§ Work to be completed:
On every line of the listing, check for "below"; copy the lines that have it.

§ Records provided:
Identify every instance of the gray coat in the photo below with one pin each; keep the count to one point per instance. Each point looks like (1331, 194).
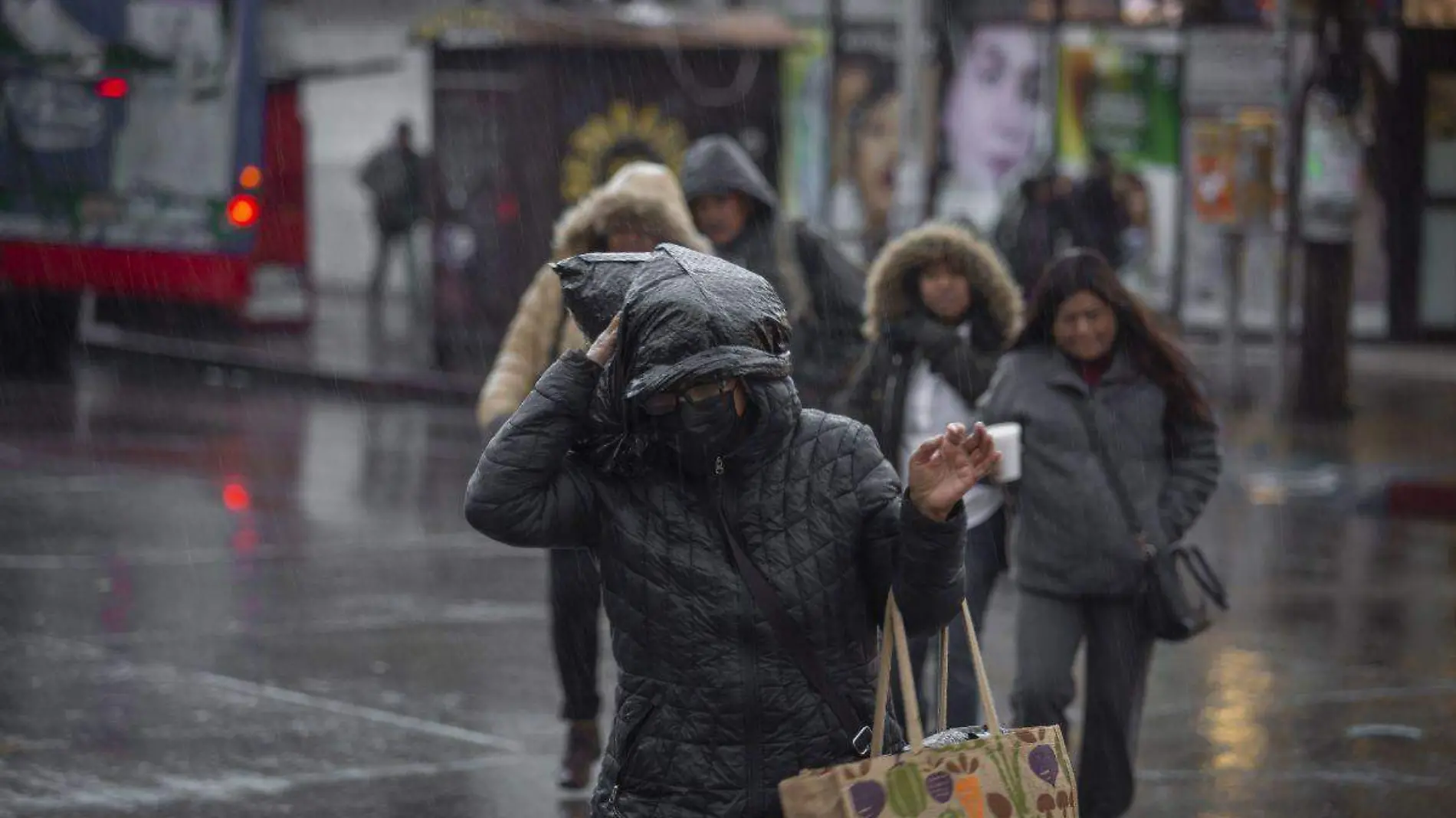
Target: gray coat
(1069, 539)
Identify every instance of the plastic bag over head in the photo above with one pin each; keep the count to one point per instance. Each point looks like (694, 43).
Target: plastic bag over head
(595, 286)
(686, 318)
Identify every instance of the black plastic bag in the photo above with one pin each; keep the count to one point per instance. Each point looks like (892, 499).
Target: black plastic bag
(686, 318)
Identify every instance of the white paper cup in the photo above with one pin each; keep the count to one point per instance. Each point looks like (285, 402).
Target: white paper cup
(1008, 443)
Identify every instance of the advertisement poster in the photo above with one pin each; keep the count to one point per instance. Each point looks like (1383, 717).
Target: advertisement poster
(1205, 290)
(1124, 101)
(851, 189)
(804, 168)
(995, 123)
(145, 159)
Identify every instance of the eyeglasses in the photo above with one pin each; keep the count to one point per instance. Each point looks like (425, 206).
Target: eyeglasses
(667, 402)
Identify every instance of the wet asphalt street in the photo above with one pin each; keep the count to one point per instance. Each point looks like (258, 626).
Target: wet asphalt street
(238, 601)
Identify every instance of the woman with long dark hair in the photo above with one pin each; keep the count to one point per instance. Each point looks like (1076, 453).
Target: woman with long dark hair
(1091, 352)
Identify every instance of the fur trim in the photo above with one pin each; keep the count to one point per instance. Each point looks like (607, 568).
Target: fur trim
(638, 195)
(936, 242)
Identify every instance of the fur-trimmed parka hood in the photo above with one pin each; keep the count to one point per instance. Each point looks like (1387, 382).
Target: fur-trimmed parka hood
(886, 296)
(642, 195)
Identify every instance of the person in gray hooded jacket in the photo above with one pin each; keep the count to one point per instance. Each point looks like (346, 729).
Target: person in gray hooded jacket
(736, 207)
(1074, 555)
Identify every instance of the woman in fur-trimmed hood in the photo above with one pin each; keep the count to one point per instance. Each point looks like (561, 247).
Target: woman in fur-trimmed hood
(638, 208)
(941, 307)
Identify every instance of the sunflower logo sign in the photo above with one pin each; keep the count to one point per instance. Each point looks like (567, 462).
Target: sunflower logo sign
(606, 142)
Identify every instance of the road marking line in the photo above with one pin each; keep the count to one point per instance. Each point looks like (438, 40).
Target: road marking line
(1323, 698)
(174, 789)
(1353, 777)
(357, 711)
(169, 672)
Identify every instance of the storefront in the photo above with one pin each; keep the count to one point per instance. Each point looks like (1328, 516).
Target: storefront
(535, 110)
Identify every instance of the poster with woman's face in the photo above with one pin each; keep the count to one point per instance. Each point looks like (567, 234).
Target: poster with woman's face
(995, 119)
(867, 150)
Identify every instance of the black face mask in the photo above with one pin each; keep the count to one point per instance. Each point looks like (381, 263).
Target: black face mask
(700, 433)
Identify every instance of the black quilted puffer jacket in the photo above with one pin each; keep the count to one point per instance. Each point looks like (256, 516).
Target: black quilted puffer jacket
(713, 712)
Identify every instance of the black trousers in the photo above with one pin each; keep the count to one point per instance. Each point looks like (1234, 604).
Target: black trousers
(576, 622)
(1048, 630)
(985, 562)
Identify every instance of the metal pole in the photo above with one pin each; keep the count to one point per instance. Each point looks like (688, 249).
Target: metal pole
(835, 11)
(1234, 326)
(1283, 38)
(909, 191)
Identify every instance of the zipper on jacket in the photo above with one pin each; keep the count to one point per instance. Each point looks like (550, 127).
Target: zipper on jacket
(749, 666)
(629, 747)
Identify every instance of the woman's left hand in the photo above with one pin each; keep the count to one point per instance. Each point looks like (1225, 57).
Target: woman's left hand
(946, 466)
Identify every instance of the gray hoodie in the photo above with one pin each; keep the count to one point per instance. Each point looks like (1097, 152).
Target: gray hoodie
(820, 287)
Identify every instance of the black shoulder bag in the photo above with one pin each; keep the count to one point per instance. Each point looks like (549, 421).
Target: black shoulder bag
(1168, 609)
(792, 641)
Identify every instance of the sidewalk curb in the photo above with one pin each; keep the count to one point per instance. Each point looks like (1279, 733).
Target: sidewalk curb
(105, 342)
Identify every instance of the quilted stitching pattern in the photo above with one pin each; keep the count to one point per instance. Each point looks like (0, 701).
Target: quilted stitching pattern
(823, 520)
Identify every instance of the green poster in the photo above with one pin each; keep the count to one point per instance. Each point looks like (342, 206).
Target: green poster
(1123, 101)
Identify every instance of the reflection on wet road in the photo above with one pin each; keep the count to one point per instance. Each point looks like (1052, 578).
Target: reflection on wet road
(252, 603)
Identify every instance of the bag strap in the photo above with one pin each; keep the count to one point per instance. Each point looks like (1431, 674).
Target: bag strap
(791, 638)
(896, 648)
(1124, 498)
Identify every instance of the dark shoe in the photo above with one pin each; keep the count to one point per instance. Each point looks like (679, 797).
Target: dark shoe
(582, 750)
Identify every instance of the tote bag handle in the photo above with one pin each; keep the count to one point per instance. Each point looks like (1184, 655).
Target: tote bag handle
(896, 648)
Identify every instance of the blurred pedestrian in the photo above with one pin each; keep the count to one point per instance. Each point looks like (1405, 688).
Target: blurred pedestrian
(1038, 223)
(747, 546)
(941, 307)
(395, 181)
(1092, 358)
(640, 207)
(1101, 210)
(736, 207)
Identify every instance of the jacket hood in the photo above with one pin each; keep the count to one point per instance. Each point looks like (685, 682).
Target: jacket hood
(644, 195)
(718, 165)
(686, 318)
(886, 299)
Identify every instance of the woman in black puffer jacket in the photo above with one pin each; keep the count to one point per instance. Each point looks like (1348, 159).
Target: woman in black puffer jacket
(697, 434)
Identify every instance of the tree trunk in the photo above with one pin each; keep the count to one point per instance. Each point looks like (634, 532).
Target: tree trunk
(1324, 362)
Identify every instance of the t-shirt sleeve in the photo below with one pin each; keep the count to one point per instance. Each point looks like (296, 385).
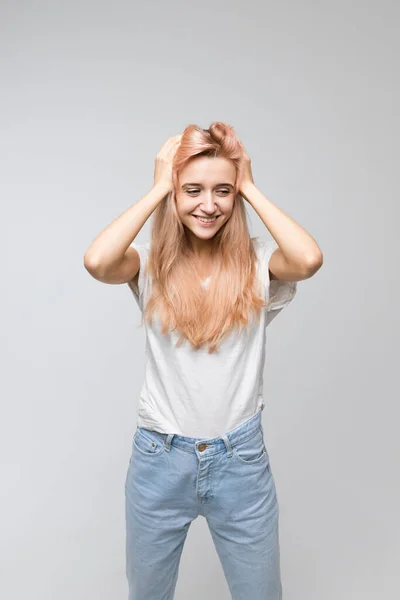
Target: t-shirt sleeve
(278, 292)
(139, 285)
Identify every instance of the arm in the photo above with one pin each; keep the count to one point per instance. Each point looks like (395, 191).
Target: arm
(110, 258)
(298, 256)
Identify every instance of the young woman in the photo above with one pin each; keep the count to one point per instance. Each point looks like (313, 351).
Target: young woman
(207, 292)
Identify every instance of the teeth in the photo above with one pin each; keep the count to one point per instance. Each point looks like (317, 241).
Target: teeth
(206, 220)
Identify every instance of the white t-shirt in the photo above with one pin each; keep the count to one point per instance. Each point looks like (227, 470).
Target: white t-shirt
(196, 394)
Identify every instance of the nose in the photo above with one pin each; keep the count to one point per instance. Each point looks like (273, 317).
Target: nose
(208, 203)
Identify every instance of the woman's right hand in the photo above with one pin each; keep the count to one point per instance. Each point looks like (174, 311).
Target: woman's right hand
(164, 160)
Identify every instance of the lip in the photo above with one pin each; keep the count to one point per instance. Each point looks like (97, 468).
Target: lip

§ Written response:
Identify every instance of the gray coat in the photo below with one pin each; keep the count to one point per instance. Each point looks like (1331, 194).
Identify every instance of the t-shirt sleeve in the photo below with one pin each; keep the count to one point per instance. Each point looks like (296, 385).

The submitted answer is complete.